[Task brief] Rewrite the data below, swapping every "Coordinates" for "Points" and leaving everything else unchanged.

[Available records]
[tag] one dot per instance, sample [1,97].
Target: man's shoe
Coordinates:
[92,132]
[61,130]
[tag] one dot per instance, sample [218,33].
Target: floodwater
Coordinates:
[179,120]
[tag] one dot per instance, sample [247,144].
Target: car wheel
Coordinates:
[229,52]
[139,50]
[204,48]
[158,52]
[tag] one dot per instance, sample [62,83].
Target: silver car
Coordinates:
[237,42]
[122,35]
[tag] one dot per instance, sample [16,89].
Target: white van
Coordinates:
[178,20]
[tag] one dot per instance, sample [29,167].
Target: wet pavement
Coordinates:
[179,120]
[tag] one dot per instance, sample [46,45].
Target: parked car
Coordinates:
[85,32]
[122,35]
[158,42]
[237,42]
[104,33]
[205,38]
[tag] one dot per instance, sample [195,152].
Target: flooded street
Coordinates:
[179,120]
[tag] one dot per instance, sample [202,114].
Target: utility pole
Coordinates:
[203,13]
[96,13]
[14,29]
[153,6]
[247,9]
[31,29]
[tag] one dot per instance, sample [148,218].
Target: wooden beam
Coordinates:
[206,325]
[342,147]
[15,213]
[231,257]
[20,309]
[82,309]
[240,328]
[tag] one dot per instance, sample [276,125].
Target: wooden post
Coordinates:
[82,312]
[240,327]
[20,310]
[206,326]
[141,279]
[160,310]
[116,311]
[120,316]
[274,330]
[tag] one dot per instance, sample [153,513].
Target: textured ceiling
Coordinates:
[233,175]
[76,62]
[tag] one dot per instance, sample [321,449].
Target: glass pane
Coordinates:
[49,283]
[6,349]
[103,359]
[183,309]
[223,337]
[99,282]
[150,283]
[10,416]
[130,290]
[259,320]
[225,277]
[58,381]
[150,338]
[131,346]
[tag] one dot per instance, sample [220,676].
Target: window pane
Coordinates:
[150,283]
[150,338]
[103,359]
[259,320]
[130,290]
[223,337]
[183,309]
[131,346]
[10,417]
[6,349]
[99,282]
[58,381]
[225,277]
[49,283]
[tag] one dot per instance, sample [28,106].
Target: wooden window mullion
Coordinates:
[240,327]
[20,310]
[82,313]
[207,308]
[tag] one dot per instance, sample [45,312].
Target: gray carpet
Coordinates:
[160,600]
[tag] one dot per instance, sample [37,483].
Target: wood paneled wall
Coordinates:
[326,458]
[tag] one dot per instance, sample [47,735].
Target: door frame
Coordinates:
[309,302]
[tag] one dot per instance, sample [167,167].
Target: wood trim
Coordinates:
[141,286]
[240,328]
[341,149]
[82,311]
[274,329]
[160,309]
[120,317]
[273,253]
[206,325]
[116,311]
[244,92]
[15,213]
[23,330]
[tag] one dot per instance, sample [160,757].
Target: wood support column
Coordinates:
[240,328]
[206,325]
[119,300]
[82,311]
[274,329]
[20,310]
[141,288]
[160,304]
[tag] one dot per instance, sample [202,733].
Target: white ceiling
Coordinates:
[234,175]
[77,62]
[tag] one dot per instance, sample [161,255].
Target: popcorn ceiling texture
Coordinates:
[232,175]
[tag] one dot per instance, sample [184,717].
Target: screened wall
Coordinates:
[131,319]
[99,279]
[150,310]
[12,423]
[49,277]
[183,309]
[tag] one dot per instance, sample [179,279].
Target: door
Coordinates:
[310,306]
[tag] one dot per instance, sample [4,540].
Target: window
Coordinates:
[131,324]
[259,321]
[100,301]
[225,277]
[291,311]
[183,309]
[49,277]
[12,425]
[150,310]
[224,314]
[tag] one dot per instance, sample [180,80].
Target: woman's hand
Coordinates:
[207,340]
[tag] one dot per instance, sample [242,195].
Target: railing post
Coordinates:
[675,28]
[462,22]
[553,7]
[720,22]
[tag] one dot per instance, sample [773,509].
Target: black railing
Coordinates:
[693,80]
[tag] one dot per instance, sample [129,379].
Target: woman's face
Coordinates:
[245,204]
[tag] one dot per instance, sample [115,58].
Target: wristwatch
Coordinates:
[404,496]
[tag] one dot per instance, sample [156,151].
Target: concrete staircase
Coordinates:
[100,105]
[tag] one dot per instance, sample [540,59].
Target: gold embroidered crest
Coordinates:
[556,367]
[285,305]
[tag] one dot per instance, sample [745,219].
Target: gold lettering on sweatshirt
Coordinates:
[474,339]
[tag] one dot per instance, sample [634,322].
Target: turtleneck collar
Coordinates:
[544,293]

[Output of the exercise]
[tag] one dot per instance, sample [1,97].
Target: man's shoe
Points:
[92,132]
[61,130]
[tag] one dot per instance, sample [218,33].
Target: floodwater
Points:
[179,120]
[tag] one dot per instance, sample [247,144].
Target: car wheel
Points:
[229,52]
[139,50]
[204,48]
[158,52]
[tag] one dot per instance, sample [62,83].
Target: silver car
Points:
[237,42]
[122,35]
[tag] one dot per instance, sample [16,89].
Target: white van
Points:
[178,20]
[tag] one dot per instance, sample [29,167].
Target: wet pavement
Points:
[179,120]
[tag] one dot per instance, sample [46,45].
Target: parked car
Points:
[85,32]
[122,35]
[158,42]
[237,42]
[104,33]
[205,38]
[tag] one dot per instance, sample [195,152].
Target: flooded street
Points:
[179,120]
[tag] one dot per instance, sample [202,114].
Target: utility pole
Points:
[203,13]
[96,13]
[14,29]
[153,6]
[247,9]
[31,29]
[tag] one dot per instance, sample [148,218].
Target: wooden beam
Points:
[206,325]
[342,147]
[15,213]
[231,257]
[20,309]
[82,309]
[240,328]
[tag] one dot per instance, sample [276,125].
Target: wooden post
Points:
[82,312]
[240,327]
[20,310]
[206,326]
[141,279]
[160,310]
[116,311]
[120,316]
[274,330]
[tag] one dot per instance, sample [153,513].
Target: textured ceiling
Points:
[233,175]
[76,62]
[tag] one dot per instance, sample [321,449].
Target: glass pane
Points:
[49,283]
[6,349]
[103,359]
[183,309]
[223,337]
[99,282]
[150,283]
[10,416]
[130,290]
[259,320]
[225,277]
[58,381]
[150,338]
[131,346]
[tag] one dot per instance, sample [220,676].
Target: window pane
Points:
[150,283]
[150,338]
[103,359]
[259,320]
[130,290]
[223,337]
[183,309]
[131,346]
[10,417]
[6,349]
[99,282]
[58,381]
[225,277]
[49,283]
[tag] one dot per instance, sample [28,106].
Target: wooden window mullion
Points:
[240,327]
[20,310]
[82,313]
[207,308]
[tag] one dot per instance, sample [45,312].
Target: gray carpet
Points:
[160,600]
[tag] one dot per instance, sample [37,483].
Target: wood paneled wall
Points:
[326,458]
[tag] one dot per instance, sample [47,735].
Target: door frame
Points:
[309,302]
[tag] one dot per instance, sample [167,167].
Target: wood trim
Points:
[141,286]
[240,328]
[341,149]
[82,311]
[274,329]
[160,309]
[120,317]
[273,253]
[206,325]
[116,311]
[244,92]
[15,213]
[23,330]
[tag] one dot per instance, sample [160,757].
Target: wood support column
Points:
[240,328]
[206,325]
[119,300]
[82,311]
[274,329]
[20,310]
[141,288]
[160,304]
[tag] one dot per instance, sample [202,733].
Target: white ceiling
Points:
[234,175]
[77,62]
[tag] one dot per instance, sample [161,255].
Target: popcorn ceiling texture
Points:
[232,175]
[tag] one dot per instance, sample [184,717].
Target: screened wall
Points:
[131,319]
[99,279]
[150,310]
[12,423]
[49,277]
[183,309]
[tag] one dot per instance, sample [179,279].
Target: door
Points:
[310,306]
[tag] one dot per instance, sample [4,540].
Target: window
Points:
[131,324]
[259,321]
[100,301]
[225,277]
[291,311]
[183,309]
[49,277]
[12,425]
[150,310]
[224,314]
[tag] one dot per instance, sample [180,80].
Target: woman's hand
Points:
[207,340]
[tag] one dot per instance, sample [242,195].
Target: railing post
Points:
[675,28]
[462,22]
[553,7]
[720,22]
[tag] one dot per instance, sample [773,509].
Target: black railing
Points:
[693,80]
[tag] one dot per instance, sample [129,379].
Target: woman's face
Points:
[245,204]
[tag] one dot per instance, sample [115,58].
Target: wristwatch
Points:
[404,496]
[tag] one dot per instance, sample [156,151].
Target: concrete staircase
Points:
[100,105]
[tag] one dot per instance, sample [540,59].
Target: gold embroidered crest
Points:
[556,367]
[285,305]
[tag] one dot per instance, sample [745,219].
Target: gold lettering on sweatshirt
Points:
[474,339]
[tag] one dot per instance, sample [634,322].
Target: turtleneck collar
Points:
[544,293]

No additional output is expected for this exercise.